Provided data section start
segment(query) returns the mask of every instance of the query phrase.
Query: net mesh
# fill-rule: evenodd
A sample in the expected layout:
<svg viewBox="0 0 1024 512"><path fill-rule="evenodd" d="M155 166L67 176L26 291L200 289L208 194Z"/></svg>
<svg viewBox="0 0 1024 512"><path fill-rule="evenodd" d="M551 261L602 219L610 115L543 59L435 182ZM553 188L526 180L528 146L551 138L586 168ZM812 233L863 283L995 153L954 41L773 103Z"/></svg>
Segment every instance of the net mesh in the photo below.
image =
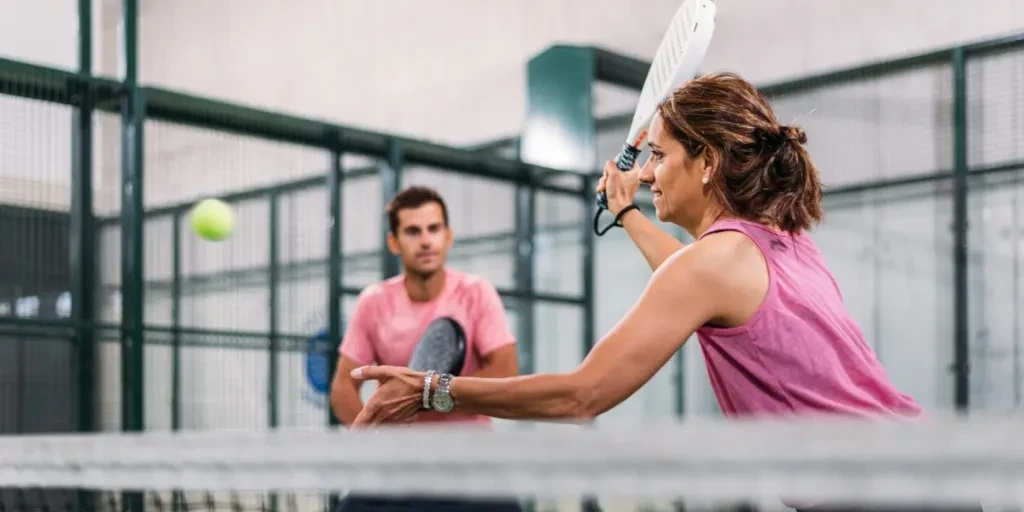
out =
<svg viewBox="0 0 1024 512"><path fill-rule="evenodd" d="M640 502L1007 505L1024 503L1022 427L1020 418L708 420L21 436L0 438L0 498L3 510L26 511L122 510L125 496L140 493L147 510L323 510L330 495L348 492L588 496L632 510Z"/></svg>
<svg viewBox="0 0 1024 512"><path fill-rule="evenodd" d="M272 495L212 492L144 492L142 506L148 511L266 511L299 512L324 510L322 496ZM119 512L128 509L118 492L87 493L77 490L0 489L0 510L7 512Z"/></svg>

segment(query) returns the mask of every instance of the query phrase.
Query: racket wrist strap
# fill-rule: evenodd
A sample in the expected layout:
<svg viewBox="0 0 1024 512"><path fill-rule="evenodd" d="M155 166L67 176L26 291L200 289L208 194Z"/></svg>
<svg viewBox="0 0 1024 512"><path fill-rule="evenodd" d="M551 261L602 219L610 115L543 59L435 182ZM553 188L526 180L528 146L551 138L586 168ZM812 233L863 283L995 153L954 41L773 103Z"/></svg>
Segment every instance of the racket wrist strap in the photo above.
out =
Provided data section end
▶ Directions for this task: Where does the word "racket" occur in the records? Return every line that holds it.

▶ Problem solution:
Query: racket wrist strap
Segment every instance of the racket wrist strap in the photo above.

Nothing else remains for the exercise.